EXERCISE DESCRIPTION:
Please copy the lines of the data below word for word, starting with the line that contains "Point to every instance of the wooden" and going on through the last line of the data.

## Start

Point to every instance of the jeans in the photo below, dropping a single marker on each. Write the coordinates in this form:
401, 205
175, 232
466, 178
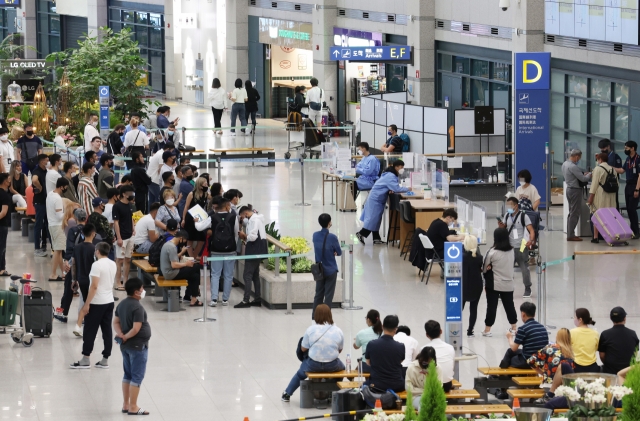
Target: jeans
522, 258
41, 230
222, 267
237, 110
99, 316
308, 365
134, 363
507, 303
324, 291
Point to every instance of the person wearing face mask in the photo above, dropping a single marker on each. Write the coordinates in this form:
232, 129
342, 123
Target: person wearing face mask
632, 188
55, 212
90, 130
133, 331
326, 247
573, 177
374, 208
367, 169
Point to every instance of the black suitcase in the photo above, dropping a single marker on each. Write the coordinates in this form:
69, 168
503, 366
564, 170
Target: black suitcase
347, 400
38, 313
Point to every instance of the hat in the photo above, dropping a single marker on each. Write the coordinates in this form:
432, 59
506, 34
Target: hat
618, 315
97, 201
172, 225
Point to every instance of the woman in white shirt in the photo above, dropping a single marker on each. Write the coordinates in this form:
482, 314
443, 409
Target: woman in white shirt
218, 102
238, 97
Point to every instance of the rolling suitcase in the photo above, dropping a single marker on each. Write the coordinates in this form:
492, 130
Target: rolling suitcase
612, 226
8, 307
38, 313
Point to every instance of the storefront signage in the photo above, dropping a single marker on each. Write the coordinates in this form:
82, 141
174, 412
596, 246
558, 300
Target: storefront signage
532, 104
377, 54
285, 33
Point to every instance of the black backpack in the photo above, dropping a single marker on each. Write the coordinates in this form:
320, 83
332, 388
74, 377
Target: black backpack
611, 182
223, 239
155, 249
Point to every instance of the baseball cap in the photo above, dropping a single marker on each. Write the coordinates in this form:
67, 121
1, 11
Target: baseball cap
172, 225
618, 315
97, 201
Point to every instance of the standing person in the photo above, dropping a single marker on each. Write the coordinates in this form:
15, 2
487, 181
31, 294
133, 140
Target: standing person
584, 342
87, 190
98, 308
5, 220
172, 268
632, 188
256, 243
55, 212
473, 283
218, 103
617, 345
598, 197
573, 176
499, 260
377, 200
41, 229
251, 106
133, 330
519, 227
238, 97
29, 148
225, 233
315, 98
123, 226
326, 247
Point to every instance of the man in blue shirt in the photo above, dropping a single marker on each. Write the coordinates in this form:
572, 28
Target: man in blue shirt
326, 246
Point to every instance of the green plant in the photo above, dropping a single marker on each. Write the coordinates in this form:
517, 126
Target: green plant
433, 403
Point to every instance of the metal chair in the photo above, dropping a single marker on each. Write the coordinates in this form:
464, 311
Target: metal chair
428, 245
406, 216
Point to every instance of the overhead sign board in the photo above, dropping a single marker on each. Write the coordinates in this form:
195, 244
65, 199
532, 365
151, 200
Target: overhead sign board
374, 54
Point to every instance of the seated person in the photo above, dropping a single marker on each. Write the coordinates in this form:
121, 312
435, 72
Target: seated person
172, 268
417, 373
324, 341
385, 356
145, 230
445, 353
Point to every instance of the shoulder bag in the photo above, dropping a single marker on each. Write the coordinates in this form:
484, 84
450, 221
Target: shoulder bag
316, 269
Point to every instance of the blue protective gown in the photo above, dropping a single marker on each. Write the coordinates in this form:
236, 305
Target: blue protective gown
368, 168
374, 206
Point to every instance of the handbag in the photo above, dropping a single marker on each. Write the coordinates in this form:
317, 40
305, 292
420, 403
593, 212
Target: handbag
316, 269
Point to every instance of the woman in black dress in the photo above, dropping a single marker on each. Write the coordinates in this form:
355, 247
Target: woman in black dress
198, 196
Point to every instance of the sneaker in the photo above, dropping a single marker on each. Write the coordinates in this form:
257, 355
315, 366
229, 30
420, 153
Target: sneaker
243, 304
285, 397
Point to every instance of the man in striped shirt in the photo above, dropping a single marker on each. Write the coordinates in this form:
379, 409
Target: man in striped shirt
532, 336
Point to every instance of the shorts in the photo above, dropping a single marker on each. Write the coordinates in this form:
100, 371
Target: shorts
58, 240
126, 250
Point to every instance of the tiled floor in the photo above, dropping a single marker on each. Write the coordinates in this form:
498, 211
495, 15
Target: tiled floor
239, 365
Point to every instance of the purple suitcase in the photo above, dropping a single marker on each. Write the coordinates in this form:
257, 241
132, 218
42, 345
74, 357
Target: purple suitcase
612, 226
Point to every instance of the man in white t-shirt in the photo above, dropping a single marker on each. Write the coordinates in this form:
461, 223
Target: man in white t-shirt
98, 308
52, 173
146, 233
55, 212
315, 96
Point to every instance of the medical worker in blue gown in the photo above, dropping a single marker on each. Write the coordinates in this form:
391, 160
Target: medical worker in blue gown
374, 207
367, 169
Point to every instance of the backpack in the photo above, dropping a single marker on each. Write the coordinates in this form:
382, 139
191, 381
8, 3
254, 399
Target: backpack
223, 239
610, 183
155, 249
405, 142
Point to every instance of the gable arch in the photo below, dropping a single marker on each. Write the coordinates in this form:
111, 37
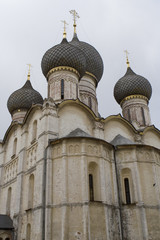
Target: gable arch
73, 115
115, 125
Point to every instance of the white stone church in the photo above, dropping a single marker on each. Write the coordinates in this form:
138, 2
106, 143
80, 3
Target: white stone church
66, 172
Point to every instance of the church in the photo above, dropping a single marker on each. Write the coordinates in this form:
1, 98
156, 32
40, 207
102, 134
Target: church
68, 173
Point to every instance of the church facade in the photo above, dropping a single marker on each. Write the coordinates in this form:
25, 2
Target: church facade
67, 173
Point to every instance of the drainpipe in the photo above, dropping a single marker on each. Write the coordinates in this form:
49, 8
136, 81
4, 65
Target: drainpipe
44, 190
119, 195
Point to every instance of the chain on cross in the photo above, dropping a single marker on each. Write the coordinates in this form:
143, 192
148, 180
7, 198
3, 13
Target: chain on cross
75, 16
127, 53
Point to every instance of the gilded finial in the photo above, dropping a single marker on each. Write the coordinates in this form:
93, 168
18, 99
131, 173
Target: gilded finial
127, 61
29, 71
64, 28
75, 16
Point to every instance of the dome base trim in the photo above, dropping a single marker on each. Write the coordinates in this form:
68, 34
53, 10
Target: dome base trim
60, 68
92, 75
132, 97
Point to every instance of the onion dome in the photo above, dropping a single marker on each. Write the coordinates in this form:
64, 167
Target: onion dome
64, 55
23, 98
94, 63
132, 84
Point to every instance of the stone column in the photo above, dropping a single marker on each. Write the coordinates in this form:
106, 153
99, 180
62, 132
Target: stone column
87, 90
135, 110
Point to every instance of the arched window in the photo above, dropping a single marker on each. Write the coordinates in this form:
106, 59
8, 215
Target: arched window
28, 232
127, 190
15, 147
77, 90
34, 131
143, 116
62, 88
31, 191
127, 186
8, 206
90, 102
93, 182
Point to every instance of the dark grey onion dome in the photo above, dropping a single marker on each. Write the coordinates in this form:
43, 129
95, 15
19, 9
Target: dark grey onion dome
64, 54
132, 84
93, 58
23, 98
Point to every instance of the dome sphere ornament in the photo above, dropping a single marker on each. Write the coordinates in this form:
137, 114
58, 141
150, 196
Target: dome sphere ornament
24, 97
64, 55
132, 84
94, 63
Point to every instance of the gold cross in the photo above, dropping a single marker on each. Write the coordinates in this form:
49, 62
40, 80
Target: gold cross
64, 27
127, 57
75, 16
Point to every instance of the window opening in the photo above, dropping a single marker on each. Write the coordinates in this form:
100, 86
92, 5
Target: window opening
143, 116
91, 190
127, 191
90, 102
62, 89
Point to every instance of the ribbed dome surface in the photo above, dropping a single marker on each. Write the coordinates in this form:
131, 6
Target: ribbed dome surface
23, 98
64, 54
93, 58
132, 84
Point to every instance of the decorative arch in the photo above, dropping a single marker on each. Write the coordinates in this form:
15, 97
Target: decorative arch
34, 130
94, 182
127, 186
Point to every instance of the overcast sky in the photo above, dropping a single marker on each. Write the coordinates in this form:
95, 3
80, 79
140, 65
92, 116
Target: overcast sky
30, 27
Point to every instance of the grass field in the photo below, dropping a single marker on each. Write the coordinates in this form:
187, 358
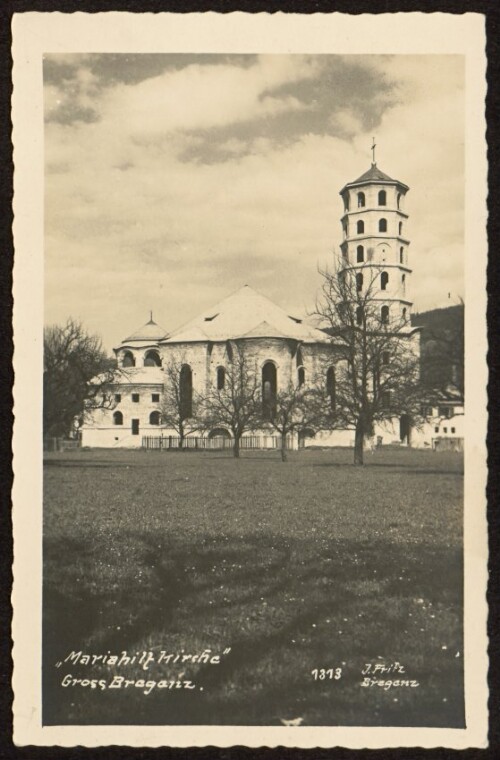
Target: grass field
293, 567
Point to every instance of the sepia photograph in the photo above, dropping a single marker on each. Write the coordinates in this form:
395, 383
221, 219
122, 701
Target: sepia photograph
255, 295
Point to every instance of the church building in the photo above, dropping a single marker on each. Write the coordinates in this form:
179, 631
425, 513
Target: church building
285, 348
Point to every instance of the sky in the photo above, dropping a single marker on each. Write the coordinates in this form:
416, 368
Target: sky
173, 180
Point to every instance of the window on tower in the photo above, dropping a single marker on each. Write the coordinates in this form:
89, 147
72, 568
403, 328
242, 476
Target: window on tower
221, 378
186, 392
128, 359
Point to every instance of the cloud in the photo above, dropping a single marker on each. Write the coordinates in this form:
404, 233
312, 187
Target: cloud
188, 184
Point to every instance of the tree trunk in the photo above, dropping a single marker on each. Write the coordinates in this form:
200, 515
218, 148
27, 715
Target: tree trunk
358, 442
284, 455
236, 447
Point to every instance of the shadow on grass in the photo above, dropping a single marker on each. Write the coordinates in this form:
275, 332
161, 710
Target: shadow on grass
283, 607
413, 469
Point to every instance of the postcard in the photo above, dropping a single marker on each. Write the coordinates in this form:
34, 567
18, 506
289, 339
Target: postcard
250, 395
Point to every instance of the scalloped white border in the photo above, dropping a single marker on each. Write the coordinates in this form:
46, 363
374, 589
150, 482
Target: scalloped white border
37, 33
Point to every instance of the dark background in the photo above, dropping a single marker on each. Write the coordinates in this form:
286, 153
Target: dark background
7, 7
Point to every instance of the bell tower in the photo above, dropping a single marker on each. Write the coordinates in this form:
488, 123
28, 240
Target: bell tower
375, 243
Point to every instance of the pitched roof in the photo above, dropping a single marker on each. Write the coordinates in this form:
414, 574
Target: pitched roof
150, 332
131, 376
245, 313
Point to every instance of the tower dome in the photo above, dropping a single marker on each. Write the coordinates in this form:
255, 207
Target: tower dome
375, 243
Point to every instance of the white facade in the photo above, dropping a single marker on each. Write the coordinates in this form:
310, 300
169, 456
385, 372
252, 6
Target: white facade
374, 248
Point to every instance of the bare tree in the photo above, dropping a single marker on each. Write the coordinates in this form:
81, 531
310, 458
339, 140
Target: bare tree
377, 371
76, 376
236, 404
178, 405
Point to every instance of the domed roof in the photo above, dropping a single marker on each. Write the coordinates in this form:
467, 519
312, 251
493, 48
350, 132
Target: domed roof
374, 174
151, 332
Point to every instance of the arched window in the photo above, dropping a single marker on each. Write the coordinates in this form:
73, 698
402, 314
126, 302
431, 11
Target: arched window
221, 378
269, 384
152, 359
186, 391
128, 359
330, 385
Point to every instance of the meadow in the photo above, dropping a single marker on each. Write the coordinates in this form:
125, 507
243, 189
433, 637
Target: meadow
298, 576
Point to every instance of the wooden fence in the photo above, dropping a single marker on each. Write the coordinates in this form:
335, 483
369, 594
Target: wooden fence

## End

OUTPUT BELOW:
Point to every instance of the wooden fence in the photo above, dropping a single marker on each. Write the coordinates in this form:
335, 483
369, 594
Target: wooden fence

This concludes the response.